_Work task_
Taking the line with "If you could locate the lower" as the start, reproduce every line until the records end, exactly and with nothing added.

_Information shown_
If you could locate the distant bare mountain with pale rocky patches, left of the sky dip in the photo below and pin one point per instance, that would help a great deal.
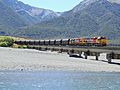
(30, 14)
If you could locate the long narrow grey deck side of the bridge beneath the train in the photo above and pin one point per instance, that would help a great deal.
(83, 49)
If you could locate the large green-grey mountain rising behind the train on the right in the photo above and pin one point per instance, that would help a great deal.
(89, 18)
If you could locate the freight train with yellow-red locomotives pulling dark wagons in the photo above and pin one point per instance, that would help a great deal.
(93, 41)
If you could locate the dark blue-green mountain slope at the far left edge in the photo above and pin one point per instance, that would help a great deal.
(9, 19)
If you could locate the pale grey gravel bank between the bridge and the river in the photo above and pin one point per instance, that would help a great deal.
(24, 59)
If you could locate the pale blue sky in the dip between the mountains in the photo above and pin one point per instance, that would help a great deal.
(55, 5)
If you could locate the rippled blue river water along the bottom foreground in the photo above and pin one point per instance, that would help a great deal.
(58, 80)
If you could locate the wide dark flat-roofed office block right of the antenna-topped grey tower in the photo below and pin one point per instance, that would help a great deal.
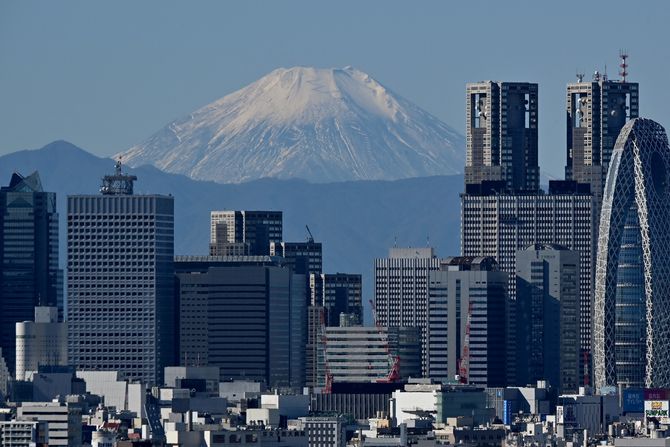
(245, 315)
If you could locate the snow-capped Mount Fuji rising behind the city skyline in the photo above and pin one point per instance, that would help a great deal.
(320, 125)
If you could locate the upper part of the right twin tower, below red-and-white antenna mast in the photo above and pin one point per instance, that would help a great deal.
(596, 112)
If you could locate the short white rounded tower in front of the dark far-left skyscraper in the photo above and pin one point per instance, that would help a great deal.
(40, 342)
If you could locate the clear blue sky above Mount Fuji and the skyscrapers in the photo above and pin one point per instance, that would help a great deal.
(107, 75)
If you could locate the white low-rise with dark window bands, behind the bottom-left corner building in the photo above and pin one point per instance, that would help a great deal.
(63, 419)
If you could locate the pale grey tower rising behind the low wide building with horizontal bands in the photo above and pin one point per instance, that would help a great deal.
(401, 290)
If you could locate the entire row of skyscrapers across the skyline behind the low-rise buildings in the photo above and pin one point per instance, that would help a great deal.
(566, 282)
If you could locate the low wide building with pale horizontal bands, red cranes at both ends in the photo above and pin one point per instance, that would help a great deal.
(369, 354)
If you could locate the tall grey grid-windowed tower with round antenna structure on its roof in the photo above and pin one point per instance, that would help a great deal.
(120, 280)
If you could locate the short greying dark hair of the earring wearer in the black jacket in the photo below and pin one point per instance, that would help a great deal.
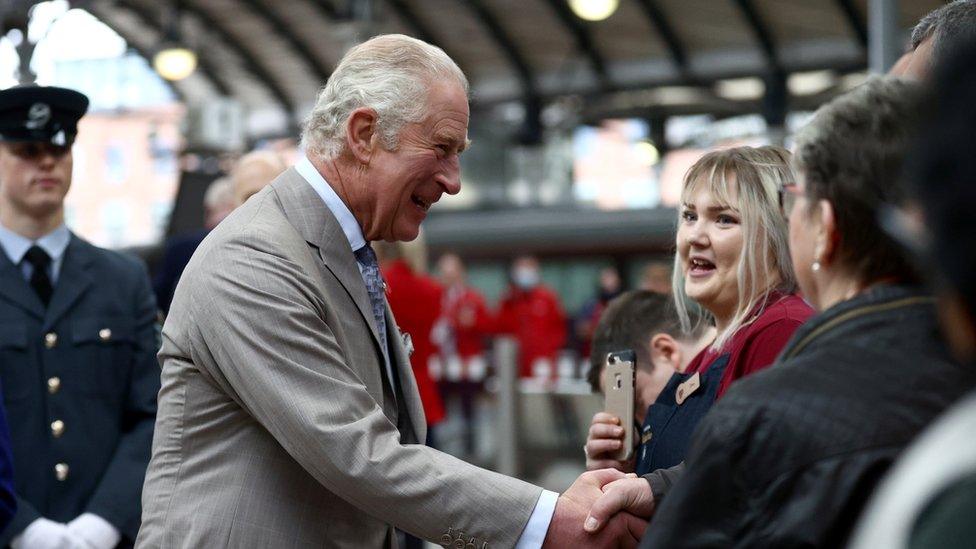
(851, 155)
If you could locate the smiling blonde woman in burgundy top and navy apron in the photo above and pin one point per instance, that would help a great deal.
(733, 260)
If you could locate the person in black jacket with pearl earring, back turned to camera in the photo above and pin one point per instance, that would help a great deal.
(790, 456)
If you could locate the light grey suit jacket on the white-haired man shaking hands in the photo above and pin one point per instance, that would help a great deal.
(277, 423)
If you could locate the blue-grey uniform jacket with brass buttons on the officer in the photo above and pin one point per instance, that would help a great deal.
(80, 382)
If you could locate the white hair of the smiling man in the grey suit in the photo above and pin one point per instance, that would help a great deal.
(390, 74)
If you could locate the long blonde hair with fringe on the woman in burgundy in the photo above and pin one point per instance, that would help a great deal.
(755, 176)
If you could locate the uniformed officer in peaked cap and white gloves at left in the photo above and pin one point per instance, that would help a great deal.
(77, 344)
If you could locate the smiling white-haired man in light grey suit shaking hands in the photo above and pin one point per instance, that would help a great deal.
(288, 414)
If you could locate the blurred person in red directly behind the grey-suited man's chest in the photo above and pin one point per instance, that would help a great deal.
(415, 299)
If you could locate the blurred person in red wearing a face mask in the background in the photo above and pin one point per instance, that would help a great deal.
(531, 312)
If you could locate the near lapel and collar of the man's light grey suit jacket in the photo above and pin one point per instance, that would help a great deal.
(313, 220)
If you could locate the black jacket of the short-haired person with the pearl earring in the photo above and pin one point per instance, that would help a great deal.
(789, 456)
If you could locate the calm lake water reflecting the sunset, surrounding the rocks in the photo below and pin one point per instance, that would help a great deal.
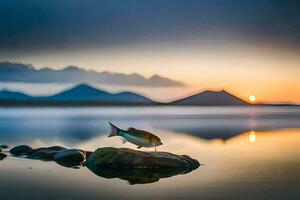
(249, 153)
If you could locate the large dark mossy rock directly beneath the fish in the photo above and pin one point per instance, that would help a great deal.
(138, 167)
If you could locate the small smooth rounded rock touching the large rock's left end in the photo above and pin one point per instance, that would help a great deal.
(70, 155)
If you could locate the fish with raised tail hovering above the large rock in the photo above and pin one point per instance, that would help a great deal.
(138, 137)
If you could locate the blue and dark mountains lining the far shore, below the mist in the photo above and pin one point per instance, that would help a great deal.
(84, 94)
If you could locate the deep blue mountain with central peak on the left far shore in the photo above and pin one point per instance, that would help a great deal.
(80, 94)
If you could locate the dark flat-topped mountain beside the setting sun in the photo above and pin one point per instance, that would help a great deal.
(211, 98)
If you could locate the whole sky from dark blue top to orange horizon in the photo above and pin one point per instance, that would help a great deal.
(246, 47)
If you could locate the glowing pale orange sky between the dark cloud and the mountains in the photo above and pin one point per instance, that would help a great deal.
(271, 74)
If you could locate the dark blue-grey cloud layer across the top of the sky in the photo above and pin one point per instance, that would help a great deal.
(56, 24)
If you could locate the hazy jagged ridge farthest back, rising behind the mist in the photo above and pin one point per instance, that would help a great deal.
(17, 72)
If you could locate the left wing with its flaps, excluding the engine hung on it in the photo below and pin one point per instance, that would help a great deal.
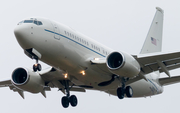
(53, 79)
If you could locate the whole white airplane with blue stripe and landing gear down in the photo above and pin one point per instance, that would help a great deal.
(79, 63)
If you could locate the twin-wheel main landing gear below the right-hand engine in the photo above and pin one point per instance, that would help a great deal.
(124, 90)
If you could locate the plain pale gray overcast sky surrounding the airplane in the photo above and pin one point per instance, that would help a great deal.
(119, 24)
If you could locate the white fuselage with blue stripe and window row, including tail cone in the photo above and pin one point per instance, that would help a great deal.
(68, 50)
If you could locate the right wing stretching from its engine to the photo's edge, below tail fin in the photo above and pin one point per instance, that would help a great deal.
(162, 62)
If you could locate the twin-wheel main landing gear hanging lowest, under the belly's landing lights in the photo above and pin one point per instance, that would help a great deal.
(68, 99)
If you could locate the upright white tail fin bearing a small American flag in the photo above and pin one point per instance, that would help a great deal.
(153, 42)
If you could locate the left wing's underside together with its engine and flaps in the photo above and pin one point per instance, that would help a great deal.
(40, 82)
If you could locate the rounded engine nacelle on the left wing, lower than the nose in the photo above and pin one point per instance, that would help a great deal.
(27, 80)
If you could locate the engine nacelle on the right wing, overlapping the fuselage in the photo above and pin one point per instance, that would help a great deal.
(123, 64)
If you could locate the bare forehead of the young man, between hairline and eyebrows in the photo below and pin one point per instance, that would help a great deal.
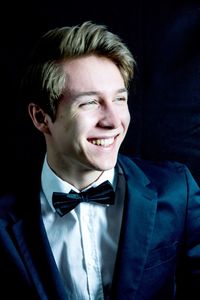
(93, 73)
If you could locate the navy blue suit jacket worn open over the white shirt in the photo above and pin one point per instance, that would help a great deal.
(159, 250)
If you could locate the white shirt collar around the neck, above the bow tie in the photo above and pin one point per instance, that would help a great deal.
(52, 183)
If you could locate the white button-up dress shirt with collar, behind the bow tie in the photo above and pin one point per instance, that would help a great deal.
(84, 241)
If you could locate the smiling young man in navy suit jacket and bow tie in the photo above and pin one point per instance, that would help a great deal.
(95, 224)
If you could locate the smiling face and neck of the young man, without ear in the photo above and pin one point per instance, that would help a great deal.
(92, 119)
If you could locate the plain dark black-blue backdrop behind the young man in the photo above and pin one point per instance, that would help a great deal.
(164, 37)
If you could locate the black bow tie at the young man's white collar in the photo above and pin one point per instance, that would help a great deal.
(103, 194)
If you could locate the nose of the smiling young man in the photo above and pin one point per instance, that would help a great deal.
(110, 116)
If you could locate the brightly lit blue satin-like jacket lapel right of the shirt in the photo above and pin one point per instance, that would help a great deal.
(137, 225)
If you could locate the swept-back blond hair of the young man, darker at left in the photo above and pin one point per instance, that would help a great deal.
(45, 79)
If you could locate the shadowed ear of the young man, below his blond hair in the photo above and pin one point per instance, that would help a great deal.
(39, 118)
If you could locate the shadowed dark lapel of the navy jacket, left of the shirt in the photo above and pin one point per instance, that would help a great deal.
(30, 236)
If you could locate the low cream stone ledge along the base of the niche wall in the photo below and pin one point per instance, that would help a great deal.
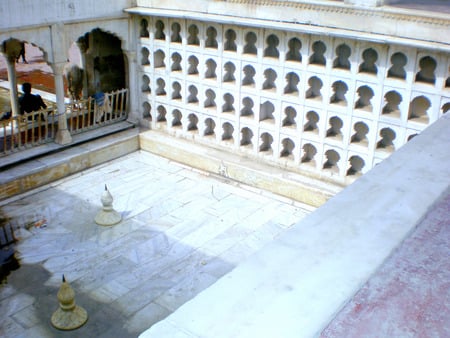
(300, 188)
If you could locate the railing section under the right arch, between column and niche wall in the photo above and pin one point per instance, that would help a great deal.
(86, 114)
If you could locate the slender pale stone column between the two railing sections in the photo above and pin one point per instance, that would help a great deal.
(63, 135)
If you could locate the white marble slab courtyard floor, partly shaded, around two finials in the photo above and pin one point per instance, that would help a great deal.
(181, 231)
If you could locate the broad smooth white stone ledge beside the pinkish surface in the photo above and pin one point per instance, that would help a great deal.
(297, 283)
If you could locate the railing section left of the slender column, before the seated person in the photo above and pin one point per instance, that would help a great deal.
(28, 130)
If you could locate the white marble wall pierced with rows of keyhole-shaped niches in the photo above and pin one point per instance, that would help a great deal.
(386, 95)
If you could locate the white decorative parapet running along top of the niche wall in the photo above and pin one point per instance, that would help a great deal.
(376, 23)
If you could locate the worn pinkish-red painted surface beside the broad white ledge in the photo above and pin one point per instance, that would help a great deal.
(409, 296)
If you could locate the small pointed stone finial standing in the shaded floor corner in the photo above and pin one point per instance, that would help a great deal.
(69, 316)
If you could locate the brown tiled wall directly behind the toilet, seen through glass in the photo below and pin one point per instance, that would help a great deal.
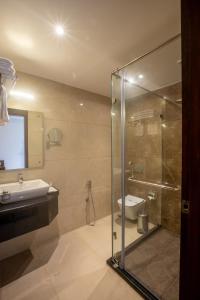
(144, 149)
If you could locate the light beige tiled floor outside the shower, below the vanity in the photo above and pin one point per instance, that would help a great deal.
(72, 268)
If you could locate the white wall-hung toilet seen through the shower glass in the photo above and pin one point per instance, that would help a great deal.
(133, 205)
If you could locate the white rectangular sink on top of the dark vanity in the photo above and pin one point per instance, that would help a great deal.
(14, 192)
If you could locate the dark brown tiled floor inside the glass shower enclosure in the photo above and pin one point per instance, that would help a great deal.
(155, 262)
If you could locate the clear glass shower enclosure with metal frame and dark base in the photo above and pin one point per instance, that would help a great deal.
(146, 171)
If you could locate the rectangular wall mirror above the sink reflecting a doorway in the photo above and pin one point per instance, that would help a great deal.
(22, 140)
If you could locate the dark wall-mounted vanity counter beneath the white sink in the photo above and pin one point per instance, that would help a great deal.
(27, 215)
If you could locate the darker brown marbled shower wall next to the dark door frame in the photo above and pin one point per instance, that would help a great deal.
(172, 154)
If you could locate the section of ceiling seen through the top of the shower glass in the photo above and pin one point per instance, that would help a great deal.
(159, 69)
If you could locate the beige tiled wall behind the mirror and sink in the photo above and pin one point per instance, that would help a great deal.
(85, 154)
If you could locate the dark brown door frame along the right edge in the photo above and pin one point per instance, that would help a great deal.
(190, 222)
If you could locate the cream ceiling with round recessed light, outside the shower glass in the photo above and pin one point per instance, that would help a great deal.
(102, 35)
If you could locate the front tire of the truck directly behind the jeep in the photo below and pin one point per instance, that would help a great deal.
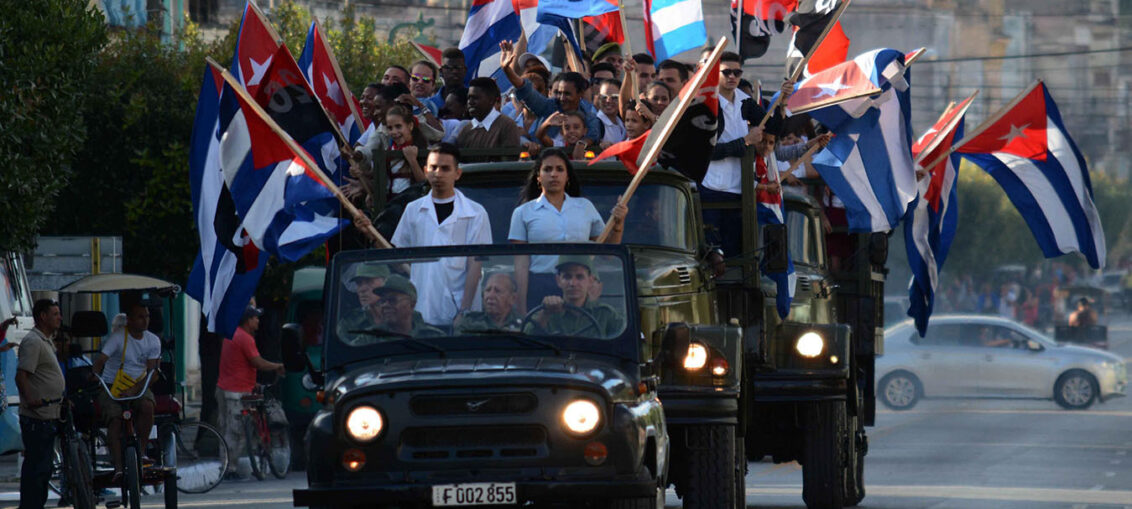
(710, 468)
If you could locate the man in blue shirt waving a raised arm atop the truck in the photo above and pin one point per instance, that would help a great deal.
(567, 92)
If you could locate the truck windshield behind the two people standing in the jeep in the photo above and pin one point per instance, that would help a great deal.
(659, 215)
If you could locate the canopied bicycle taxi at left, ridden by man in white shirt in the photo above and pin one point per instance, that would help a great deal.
(190, 456)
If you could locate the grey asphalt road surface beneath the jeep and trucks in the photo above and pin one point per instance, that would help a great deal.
(944, 454)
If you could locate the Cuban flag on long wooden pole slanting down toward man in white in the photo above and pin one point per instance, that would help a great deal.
(285, 206)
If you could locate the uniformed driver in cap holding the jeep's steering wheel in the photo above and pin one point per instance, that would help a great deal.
(576, 278)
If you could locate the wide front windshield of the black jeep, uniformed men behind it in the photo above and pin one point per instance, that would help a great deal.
(417, 304)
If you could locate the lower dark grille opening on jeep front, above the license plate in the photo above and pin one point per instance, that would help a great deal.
(521, 442)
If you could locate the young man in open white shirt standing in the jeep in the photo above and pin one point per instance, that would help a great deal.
(444, 218)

_Response for this exercise_
If you could locate the lower dark grille opening on jeep front, above the license plate in the photo above and pin one point per instance, that would help a great deal.
(521, 442)
If you could locate the young man in open white shirt standing in the jeep in the photo above and pin one point per instance, that would help a great deal.
(444, 218)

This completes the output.